(Problema proposto A) Segundo o texto sobre o filme The Dead Don't Die, em que ano foi publicado o livro Easy Riders, Raging Bulls?

De Carlos Alberto Carrilho · Em Junho 20, 2019

If you have a message, call Western Union.

Samuel Goldwyn 

The Sky Is Falling: How Vampires, Zombies, Androids, and Superheroes Made America Great for Extremism (2018), o novo livro de Peter Biskind, autor do incontornável Easy Riders, Raging Bulls: How the Sex-drugs-and Rock ‘n’ Roll Generation Changed Hollywood (1998), oferece pistas que confrontam o universo de The Dead Don’t Die (Os Mortos Não Morrem, 2019) de Jim Jarmusch, filme de zombies que assume como matriz o terror moderno de George A. Romero, Tobe Hooper ou Herschell Gordon Lewis. Partindo de um paralelismo entre o período desde o final da Segunda Guerra Mundial (1945) até meados da década de 1960 e o momento actual, Peter Biskind questiona a noção de extremismo no seio da cultura popular norte-americana. Após a Segunda Guerra Mundial, quem questionava a ideia prevalecente do excepcionalismo americano – special, better, greater – era acusado de extremismo, tanto os lunáticos de direita como os traidores de esquerda. A América vivia entre o optimismo da nova cultura consumista e as ansiedades levantadas pela Guerra Fria. Actualmente, embora se possam procurar antecedentes até ao governo de Ronald Reagan, na chegada de Donald Trump à Casa Branca, que conduz a presidência como se fosse um reality show, o extremismo tornou-se na nova maioria, podendo ser associado aos termos “divisivo” e “controverso”, mas também a ousadia e excitação, ao que é novo, diferente e refrescante, como as versões “extreme” de produtos clássicos e de canais televisivos convencionais.

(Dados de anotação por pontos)
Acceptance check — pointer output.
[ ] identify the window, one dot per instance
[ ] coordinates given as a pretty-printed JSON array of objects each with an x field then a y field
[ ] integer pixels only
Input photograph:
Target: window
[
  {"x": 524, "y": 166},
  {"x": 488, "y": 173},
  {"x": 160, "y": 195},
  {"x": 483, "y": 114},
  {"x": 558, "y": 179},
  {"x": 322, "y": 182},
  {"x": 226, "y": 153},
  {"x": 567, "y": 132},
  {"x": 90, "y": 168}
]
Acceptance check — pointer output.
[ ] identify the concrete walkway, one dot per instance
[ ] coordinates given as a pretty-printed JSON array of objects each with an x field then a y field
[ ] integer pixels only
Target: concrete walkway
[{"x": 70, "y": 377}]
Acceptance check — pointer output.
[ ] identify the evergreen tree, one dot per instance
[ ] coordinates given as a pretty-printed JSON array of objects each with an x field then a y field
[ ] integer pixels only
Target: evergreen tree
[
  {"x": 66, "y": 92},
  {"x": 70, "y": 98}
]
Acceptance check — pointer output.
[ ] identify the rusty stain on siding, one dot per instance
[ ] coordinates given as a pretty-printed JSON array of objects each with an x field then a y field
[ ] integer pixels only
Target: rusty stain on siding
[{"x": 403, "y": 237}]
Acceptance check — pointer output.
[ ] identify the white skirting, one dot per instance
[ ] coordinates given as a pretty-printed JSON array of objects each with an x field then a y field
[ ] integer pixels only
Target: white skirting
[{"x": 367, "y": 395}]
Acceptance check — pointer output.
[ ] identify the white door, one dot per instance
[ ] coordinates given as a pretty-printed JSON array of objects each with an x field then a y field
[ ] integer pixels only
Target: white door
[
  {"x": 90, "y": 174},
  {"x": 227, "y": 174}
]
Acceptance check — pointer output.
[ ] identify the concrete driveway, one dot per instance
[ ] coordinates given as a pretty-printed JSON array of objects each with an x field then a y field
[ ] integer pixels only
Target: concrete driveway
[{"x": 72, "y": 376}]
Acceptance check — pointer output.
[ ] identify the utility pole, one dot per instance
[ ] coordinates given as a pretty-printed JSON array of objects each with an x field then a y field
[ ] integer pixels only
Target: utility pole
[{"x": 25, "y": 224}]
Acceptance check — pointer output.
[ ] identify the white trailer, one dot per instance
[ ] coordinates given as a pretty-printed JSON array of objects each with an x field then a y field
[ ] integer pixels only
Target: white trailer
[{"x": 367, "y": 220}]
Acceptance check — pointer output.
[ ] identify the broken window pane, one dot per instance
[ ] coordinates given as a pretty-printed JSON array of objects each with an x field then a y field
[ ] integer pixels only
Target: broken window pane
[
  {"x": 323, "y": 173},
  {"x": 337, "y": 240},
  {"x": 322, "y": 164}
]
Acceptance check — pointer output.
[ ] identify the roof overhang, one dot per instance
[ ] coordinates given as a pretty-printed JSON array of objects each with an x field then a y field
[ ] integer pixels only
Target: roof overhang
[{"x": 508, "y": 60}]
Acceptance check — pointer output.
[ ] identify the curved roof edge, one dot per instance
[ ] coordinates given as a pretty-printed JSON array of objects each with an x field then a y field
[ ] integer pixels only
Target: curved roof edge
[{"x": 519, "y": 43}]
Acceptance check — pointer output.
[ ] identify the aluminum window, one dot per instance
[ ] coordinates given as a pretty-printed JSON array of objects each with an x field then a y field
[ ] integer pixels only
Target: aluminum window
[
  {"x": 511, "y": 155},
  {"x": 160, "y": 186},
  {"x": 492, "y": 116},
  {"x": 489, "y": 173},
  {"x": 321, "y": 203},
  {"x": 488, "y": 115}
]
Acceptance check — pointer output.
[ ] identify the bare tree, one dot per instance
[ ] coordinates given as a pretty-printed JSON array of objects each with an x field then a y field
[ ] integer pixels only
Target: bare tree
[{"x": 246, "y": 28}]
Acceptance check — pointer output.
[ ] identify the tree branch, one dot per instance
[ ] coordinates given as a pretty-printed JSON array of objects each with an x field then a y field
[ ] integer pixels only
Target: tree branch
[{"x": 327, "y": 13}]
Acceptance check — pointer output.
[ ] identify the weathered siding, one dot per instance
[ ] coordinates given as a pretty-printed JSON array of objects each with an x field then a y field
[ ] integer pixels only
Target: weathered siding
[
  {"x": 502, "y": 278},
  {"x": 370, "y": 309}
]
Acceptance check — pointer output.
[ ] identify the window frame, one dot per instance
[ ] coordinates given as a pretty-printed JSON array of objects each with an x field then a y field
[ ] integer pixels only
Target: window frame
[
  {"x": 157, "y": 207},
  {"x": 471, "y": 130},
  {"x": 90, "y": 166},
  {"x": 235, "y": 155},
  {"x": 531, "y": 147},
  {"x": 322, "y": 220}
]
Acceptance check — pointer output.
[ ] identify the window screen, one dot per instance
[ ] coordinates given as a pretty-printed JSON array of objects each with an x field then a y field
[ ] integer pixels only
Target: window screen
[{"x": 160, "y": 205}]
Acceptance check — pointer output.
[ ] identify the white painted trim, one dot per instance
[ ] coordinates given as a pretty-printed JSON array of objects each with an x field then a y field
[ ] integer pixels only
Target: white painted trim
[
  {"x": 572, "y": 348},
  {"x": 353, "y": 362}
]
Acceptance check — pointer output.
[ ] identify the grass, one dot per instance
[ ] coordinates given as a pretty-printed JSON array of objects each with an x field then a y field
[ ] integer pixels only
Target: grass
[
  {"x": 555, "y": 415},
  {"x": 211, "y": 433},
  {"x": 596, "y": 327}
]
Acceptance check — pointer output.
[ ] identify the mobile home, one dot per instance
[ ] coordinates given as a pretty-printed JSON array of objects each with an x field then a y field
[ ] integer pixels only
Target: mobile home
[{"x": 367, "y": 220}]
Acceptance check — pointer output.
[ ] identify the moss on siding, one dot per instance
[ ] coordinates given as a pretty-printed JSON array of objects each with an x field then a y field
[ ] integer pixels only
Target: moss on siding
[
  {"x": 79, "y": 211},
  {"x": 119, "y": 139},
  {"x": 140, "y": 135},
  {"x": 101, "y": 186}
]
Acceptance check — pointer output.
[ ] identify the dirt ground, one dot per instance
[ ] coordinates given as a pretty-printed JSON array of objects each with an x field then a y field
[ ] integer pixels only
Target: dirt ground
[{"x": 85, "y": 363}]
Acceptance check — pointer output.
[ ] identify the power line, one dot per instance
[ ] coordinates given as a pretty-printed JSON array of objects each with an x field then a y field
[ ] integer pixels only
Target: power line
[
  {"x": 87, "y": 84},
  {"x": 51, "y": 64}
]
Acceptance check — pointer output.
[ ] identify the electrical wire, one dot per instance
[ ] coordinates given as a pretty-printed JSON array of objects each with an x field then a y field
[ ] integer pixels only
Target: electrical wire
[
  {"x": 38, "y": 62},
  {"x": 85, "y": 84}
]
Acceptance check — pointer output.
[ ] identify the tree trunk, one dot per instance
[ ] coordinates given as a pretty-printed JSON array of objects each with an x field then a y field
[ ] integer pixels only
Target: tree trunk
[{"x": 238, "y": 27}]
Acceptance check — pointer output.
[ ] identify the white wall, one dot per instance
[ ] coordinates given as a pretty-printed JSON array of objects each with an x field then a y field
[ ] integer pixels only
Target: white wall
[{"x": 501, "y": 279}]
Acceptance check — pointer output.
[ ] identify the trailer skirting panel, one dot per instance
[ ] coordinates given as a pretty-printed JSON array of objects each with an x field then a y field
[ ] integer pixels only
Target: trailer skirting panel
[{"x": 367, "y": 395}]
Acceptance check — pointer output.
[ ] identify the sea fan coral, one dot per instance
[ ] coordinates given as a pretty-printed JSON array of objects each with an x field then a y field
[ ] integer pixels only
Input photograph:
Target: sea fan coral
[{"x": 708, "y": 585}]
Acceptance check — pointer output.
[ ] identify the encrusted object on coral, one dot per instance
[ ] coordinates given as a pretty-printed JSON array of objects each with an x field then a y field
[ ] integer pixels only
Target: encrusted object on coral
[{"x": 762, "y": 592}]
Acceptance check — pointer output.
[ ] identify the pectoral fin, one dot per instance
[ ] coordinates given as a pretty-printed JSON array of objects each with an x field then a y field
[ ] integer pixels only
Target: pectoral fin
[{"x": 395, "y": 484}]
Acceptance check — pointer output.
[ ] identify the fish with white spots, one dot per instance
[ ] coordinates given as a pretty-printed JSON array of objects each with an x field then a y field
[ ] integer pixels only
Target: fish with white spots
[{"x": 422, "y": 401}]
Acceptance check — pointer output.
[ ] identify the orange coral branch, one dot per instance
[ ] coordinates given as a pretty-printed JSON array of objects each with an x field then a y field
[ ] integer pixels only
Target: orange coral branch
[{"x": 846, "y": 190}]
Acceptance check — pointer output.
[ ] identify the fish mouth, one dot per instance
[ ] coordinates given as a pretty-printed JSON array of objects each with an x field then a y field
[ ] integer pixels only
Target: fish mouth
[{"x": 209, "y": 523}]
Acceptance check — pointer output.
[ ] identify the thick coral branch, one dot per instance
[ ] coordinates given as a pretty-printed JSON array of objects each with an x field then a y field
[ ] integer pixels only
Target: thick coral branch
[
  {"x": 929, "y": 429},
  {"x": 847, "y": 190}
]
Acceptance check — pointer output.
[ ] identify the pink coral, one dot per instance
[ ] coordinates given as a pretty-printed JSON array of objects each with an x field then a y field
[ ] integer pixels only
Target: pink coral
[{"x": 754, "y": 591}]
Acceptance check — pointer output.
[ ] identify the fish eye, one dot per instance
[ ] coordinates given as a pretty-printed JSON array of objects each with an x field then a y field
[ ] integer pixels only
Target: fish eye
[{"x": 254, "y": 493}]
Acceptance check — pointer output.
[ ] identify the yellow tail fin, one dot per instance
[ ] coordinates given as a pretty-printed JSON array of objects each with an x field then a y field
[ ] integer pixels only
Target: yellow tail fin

(Problema proposto B) Indique todas as linhas da listagem que contêm a palavra "aluminum", tendo em conta a distinção entre maiúsculas e minúsculas.

(Resposta escrita A) Foi publicado em 1998.

(Resposta escrita B)
[ ] identify the aluminum window, one dot per instance
Target: aluminum window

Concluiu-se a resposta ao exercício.